§ **MATERIALS PROVIDED**:
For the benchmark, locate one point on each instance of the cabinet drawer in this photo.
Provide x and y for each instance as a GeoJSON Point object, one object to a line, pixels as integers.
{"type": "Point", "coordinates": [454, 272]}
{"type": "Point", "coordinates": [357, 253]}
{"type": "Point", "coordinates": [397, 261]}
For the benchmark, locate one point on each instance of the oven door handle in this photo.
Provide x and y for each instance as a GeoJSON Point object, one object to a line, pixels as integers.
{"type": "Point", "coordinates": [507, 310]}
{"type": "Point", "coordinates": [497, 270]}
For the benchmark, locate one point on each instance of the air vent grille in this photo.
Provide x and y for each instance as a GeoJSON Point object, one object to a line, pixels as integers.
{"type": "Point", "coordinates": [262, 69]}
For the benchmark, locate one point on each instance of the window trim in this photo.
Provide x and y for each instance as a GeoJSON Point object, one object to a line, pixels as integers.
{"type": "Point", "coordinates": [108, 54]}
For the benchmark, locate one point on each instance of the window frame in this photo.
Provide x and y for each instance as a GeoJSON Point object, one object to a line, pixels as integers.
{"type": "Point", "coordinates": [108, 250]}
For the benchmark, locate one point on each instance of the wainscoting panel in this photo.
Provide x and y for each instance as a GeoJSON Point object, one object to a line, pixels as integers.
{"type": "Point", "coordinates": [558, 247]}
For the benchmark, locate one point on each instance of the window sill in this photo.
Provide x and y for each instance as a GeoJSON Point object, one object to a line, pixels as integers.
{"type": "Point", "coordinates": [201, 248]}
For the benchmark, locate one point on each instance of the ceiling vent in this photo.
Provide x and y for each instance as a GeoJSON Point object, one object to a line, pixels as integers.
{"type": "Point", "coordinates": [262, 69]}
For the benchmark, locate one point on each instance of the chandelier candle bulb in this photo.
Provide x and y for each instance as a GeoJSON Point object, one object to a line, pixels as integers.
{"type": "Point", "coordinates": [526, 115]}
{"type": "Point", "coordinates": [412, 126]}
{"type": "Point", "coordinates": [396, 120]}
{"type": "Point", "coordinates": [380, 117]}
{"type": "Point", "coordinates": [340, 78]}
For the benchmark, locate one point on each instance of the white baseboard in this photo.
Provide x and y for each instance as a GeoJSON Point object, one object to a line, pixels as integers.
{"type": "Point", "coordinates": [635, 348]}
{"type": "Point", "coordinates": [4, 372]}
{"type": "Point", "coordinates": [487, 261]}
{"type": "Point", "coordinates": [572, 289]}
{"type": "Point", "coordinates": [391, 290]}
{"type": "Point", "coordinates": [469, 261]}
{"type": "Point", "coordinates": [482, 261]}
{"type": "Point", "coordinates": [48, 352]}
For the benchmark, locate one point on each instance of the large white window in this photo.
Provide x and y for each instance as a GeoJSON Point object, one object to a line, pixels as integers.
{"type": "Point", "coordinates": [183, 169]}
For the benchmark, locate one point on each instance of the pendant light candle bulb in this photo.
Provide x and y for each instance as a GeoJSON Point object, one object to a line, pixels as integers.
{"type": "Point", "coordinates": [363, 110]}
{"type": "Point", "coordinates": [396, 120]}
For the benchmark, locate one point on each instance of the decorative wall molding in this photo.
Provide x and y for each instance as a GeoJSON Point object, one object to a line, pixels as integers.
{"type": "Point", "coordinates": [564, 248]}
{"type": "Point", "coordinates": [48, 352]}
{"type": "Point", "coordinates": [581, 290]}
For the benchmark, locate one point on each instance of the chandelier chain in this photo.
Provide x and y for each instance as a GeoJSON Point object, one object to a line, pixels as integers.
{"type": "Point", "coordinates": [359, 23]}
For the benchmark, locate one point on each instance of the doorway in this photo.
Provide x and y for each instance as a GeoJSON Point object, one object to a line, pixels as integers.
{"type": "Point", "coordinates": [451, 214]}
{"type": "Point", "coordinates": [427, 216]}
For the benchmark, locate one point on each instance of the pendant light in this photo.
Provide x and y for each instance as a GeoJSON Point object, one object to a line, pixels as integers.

§ **WHAT THE TASK ASKS**:
Convert the rows from the line containing "light in this photo." through the end of the rows, both included, into a Markdown table with columns Index and Entry, numbering each non-blank line in order.

§ **WRITTEN ANSWER**:
| Index | Entry |
|---|---|
| 1 | For the benchmark, locate one point on each instance of the pendant light in this photo. |
| 2 | Provide x and y for each instance as a GeoJSON Point object, one object to a line, pixels as integers. |